» 练习题目
1) 在承认话语一文中,作者讲形成困局的因素时,先剔除了哪些“我们熟悉的”因素?请逐一列出。
2) 从承认话语一文中照原文给出自“2021-11-30 18:45贾志雄”到“幸福提供思想引领和理论导向。”的部分。

» 引文选段
= = =

当代承认话语的缘起·演进·指向

2021-11-30 18:45贾志雄
关键词:米德哈贝马斯福柯

贾志雄

(河北工程大学 马克思主义学院,河北 邯郸 056038)

历史的发展有其独特、新颖、令人惊异的活动性的一面,但同样也有其变动不居的静止性的法则与态势,正如任何思想的出现都是时代发展的产物一样。现代承认话语的产生也照例有其深刻的时代诱因与现实诉求,它们都离不开当今社会发展的实践逻辑和理论探索,或者在某种程度上可以说,恰恰是当今世界现实运动和思想探求共同作用下的产物。

一、当代承认话语的缘起

(一)全球化时代谋求人类幸福的思想探索

承认问题、承认话语之所以引起人们的关注,成为人们思考和探讨的中心与热点,不外乎正是由于其反映和契合了当今时代的理论需求和现实观照。因为我们日益明显地感受到,在当今世界全球化浪潮狂飙突进的同时,人性冷漠、道德缺失和信任沦丧等问题同样让人触目惊心、不寒而栗。人与人、国与国、区域之间的分歧、对抗乃至冲突与斗争不时闪现或发生,并形成愈演愈烈之势。而形成这一困局与难题的因素很多,剔除我们熟悉的经济、政治、宗教和意识形态等因素之外,还有一个隐藏在这些因素背后的深层的、容易被忽略的文化动因,因为经济、政治、宗教和意识形态问题可以在明确的框架范围内形成某种程度上的妥协或共识,或为了共同体的利益、发展和命运,人们不得不摒弃成见和分歧,朝着发展壮大自己的目标前进。但这种基于文化认同上的差异则是根深蒂固和深藏不露的,但却又不时凸显出自己的存在,发挥着较显性因素更具差异化和独特性的作用,所以现实困境和普遍难题的出现,恰恰映照了彼此之间承认的不足或缺失而造成的必然后果,这是对承认的否定或反抗形式,也就是由蔑视而引起的反抗与斗争,所以这一切问题的第一动因恰恰是“承认”不足或缺失的问题。有鉴于此,“承认”问题在某种程度上已经演化为普遍性的世界难题,深深阻碍着社会进步和人类对美好辛福生活的追求。西方马克思主义者阿克塞尔·霍耐特深切地感受到承认问题的现实价值和思想意义,并为之倾注巨大的心力,以期为全球化时代人类幸福提供思想引领和理论导向。

= = =

» 带命名区域的图像条目
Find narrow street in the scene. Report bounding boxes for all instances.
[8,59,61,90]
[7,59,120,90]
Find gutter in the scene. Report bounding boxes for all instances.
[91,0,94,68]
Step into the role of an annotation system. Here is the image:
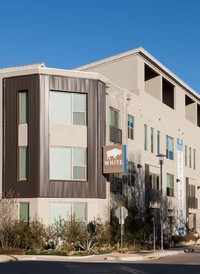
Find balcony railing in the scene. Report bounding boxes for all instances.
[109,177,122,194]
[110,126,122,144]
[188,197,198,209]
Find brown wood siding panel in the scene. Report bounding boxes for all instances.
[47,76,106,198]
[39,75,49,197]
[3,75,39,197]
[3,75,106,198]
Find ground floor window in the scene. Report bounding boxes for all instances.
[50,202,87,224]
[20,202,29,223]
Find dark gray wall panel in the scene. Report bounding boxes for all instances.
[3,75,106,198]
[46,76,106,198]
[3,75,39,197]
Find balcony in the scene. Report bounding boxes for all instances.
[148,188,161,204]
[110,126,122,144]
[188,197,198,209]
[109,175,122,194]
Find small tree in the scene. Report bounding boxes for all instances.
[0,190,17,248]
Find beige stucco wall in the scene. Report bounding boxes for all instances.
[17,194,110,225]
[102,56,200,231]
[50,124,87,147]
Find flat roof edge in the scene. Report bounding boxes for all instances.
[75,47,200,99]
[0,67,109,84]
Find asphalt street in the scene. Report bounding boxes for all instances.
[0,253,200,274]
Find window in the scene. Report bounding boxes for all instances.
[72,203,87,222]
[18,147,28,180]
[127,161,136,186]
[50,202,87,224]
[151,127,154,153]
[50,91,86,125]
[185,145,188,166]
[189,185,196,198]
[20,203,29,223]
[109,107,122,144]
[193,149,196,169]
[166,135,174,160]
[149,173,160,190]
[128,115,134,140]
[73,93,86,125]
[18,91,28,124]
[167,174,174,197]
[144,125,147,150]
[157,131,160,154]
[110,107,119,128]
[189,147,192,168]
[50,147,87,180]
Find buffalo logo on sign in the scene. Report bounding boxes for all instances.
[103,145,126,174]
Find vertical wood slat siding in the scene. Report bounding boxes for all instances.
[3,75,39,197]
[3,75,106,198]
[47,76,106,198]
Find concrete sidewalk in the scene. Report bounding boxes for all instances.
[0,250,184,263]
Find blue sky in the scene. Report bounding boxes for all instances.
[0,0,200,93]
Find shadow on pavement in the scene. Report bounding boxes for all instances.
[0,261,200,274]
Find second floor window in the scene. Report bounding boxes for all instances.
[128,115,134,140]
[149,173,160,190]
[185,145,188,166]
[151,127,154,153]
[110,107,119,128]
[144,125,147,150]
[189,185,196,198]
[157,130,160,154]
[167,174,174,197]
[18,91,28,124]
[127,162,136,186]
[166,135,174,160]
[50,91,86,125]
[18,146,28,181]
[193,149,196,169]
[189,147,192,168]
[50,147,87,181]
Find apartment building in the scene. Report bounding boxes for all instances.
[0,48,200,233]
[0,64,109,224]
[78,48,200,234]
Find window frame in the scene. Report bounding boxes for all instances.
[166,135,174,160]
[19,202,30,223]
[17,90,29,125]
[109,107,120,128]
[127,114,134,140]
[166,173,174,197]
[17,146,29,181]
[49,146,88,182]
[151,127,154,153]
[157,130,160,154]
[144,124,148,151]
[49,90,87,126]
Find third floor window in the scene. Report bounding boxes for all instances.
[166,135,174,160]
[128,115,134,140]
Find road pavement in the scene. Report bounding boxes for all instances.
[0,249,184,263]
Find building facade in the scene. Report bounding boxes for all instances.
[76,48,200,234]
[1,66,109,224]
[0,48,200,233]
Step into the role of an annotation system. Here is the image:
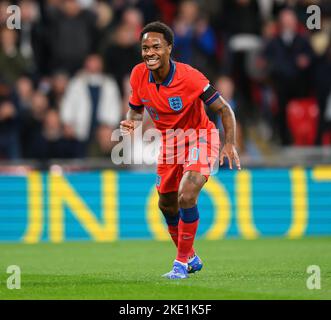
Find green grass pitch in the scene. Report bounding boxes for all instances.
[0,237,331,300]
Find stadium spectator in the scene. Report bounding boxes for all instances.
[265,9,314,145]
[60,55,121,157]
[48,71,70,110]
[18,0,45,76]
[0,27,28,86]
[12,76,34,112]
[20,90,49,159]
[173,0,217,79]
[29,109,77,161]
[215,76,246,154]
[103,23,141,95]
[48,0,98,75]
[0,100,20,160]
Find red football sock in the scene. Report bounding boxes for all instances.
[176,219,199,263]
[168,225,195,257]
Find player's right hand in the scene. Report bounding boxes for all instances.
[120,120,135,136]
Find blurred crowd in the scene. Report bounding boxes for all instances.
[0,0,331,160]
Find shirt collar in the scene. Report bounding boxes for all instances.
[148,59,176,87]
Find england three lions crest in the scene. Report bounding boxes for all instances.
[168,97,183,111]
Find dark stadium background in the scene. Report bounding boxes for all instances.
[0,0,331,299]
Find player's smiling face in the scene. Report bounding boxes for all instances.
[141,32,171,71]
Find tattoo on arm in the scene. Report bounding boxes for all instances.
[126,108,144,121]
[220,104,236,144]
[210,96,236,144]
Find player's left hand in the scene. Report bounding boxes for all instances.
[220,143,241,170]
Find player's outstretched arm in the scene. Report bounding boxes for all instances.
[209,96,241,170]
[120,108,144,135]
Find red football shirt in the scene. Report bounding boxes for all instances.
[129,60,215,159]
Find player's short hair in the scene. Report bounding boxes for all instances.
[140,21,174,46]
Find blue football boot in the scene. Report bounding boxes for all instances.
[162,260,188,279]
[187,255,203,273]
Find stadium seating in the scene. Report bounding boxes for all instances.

= = =

» 参考答案
1) 经济、政治、宗教、意识形态

2)
2021-11-30 18:45贾志雄
关键词:米德哈贝马斯福柯

贾志雄

(河北工程大学 马克思主义学院,河北 邯郸 056038)

历史的发展有其独特、新颖、令人惊异的活动性的一面,但同样也有其变动不居的静止性的法则与态势,正如任何思想的出现都是时代发展的产物一样。现代承认话语的产生也照例有其深刻的时代诱因与现实诉求,它们都离不开当今社会发展的实践逻辑和理论探索,或者在某种程度上可以说,恰恰是当今世界现实运动和思想探求共同作用下的产物。

一、当代承认话语的缘起

(一)全球化时代谋求人类幸福的思想探索

承认问题、承认话语之所以引起人们的关注,成为人们思考和探讨的中心与热点,不外乎正是由于其反映和契合了当今时代的理论需求和现实观照。因为我们日益明显地感受到,在当今世界全球化浪潮狂飙突进的同时,人性冷漠、道德缺失和信任沦丧等问题同样让人触目惊心、不寒而栗。人与人、国与国、区域之间的分歧、对抗乃至冲突与斗争不时闪现或发生,并形成愈演愈烈之势。而形成这一困局与难题的因素很多,剔除我们熟悉的经济、政治、宗教和意识形态等因素之外,还有一个隐藏在这些因素背后的深层的、容易被忽略的文化动因,因为经济、政治、宗教和意识形态问题可以在明确的框架范围内形成某种程度上的妥协或共识,或为了共同体的利益、发展和命运,人们不得不摒弃成见和分歧,朝着发展壮大自己的目标前进。但这种基于文化认同上的差异则是根深蒂固和深藏不露的,但却又不时凸显出自己的存在,发挥着较显性因素更具差异化和独特性的作用,所以现实困境和普遍难题的出现,恰恰映照了彼此之间承认的不足或缺失而造成的必然后果,这是对承认的否定或反抗形式,也就是由蔑视而引起的反抗与斗争,所以这一切问题的第一动因恰恰是“承认”不足或缺失的问题。有鉴于此,“承认”问题在某种程度上已经演化为普遍性的世界难题,深深阻碍着社会进步和人类对美好辛福生活的追求。西方马克思主义者阿克塞尔·霍耐特深切地感受到承认问题的现实价值和思想意义,并为之倾注巨大的心力,以期为全球化时代人类幸福提供思想引领和理论导向。